---------- Quoted text
Calling the Islamic State’s actions ‘genocide’

Some are pushing to call the Islamic State’s actions ‘genocide.’ What would that mean?

Michelle Boorstein, The Washington Post

25 February 25, 2016

 

 

What does the word “genocide” mean in 2016?

 

The question is before the public in a way it hasn’t been for a decade, with the debate coming to a head between the White House and a growing group of lawmakers demanding the administration use the term to describe killings of religious and ethnic minorities targeted by the Islamic State – in particular Christians.

 

A measure Congress passed late last year mandates Secretary of State John Kerry to formally answer by March 17 whether its victims are the targets of genocide, and Kerry addressed the topic for the first time in public Wednesday.  He was asked about it during a budget hearing by Rep. Jeff Fortenberry (R-Neb.) Fortenberry noted that the European Parliament, the U.S. Catholic bishops, Pope Francis, Hillary Clinton and Marco Rubio, among others, had used the word about ISIS.

 

“None of us have ever seen anything like it in our lifetimes.  Obviously if you go back to the Holocaust, the world has seen it,” Kerry told the committee, adding that he was studying “legal standards and precedents” and would make a judgment soon.

 

The topic has been partisan, and heavily charged in every direction, with questions about whether the U.S. favors or ignores Christians (or Muslims, among others), and whether using such a powerful label would inevitably force a change U.S. policy in Iraq and Syria.  Would it mandate more military action?  A change in refugee policy that would open the U.S. doors to many more thousands of religious minorities fleeing ISIS?  And if so, which faith, or faiths, would get preference?

 

 

It’s a web of politics, law, war and religion that the White House has so far been extremely cautious of engaging.  A spokesperson for the State Department declined to comment Wednesday.
--------------------
---------- Given material
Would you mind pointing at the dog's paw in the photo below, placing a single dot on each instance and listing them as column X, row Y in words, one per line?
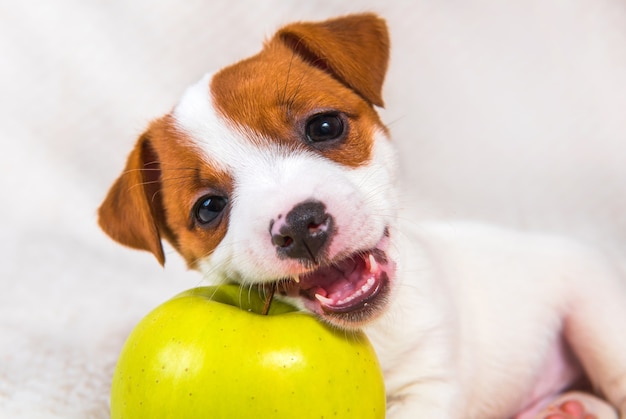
--------------------
Directives
1. Using the article on calling the Islamic State's actions genocide, decide whether each statement agrees with it. Answer yes or no for each, quoting the words from the article that settle it: (a) Congress required John Kerry to give a formal answer by March 17 on whether the Islamic State's victims are targets of genocide. (b) A State Department spokesperson commented on the issue Wednesday. (c) Rep. Jeff Fortenberry raised the question with Kerry at a budget hearing.
2. Proceed with the article on calling the Islamic State's actions genocide, starting right after its final sentence.

Per-task outputs
1.
(a) Yes: "A measure Congress passed late last year mandates Secretary of State John Kerry to formally answer by March 17 whether its victims are the targets of genocide"
(b) No: "A spokesperson for the State Department declined to comment Wednesday."
(c) Yes: "He was asked about it during a budget hearing by Rep. Jeff Fortenberry (R-Neb.)"

2.
Genocide scholars say the administration’s decision has large implications for what the word means.  Bill Clinton hesitated to use the word in Rwanda, saying it would mandate action.  George Bush used it a decade later in Darfur, but concluded it didn’t mandate any policy change.  Genocide experts want, above all, for the word to mean something.

 

“We want it so that when we use the label it does set triggers.  This is an opportunity for the Obama administration to set that precedent,” said Cameron Hudson, director of the Center for Genocide Prevention at the U.S. Holocaust Memorial Museum.  “This is a very consequential debate.”

 

It is also a heavily political topic.  While some Democratic leaders have called for the White House to label Islamic State atrocities “genocide,” most advocates are Republicans, and many of Obama’s most visible, outspoken critics on this topic are conservative Christian leaders who have tried during his presidency to paint the President as diminishing the role of Christianity in public life.  The genocide fight links criticism of Obama’s policy in the Middle East to the emotional topic of tribe.

 

Most GOP candidates have made part of their platform the protection of Christians in the Middle East and said religious liberty is eroding.

 

A major budget measure passed in December included a section calling for Kerry to submit to Congress an evaluation of the situation “including whether the situation constitutes mass atrocities or genocide, and a detailed description of any proposed atrocities prevention response recommended.”  A measure introduced in the fall and sponsored by Fortenberry (and two other Republicans and three Democrats) is expected to come before the House this spring.  It asks Congress to declare “Christians and other ethnic and religious minorities” victims of war crimes, crimes against humanity and genocide.

 

The U.S. government rarely designates conflicts “genocide,” a term that was created after the Holocaust.  Crimes in Bosnia in 1995, Rwanda in 1994, Burundi in 1972 and 1993 and Darfur beginning in 2003 have been given that label.

 

Use of the word is governed not by any U.S. law but by the 1948 convention adopted by the United Nations on the Prevention and Punishment of the Crime of Genocide.  It defines genocide as acts ”committed with the intent to destroy, in whole or in part, a national, ethnical, racial or religious group.”

 

“There is a misconception about the word.  The Genocide Convention doesn’t require us to do anything,” said Greg Stanton, president of Genocide Watch and a past president of the International Association of Genocide Scholars.

 

Stanton believes the word is underused, and that there have been 55 genocides since the Holocaust – including the crimes perpetrated by ISIS.  He noted that it’s only been in the last year or so – because of ISIS atrocities – that most American Christians have paid attention to the cause of Middle Eastern Christians, who have been pushed out of the region for several decades.  A common expression is that Middle Eastern Christians have been “too Christian for the left and too foreign for the right.”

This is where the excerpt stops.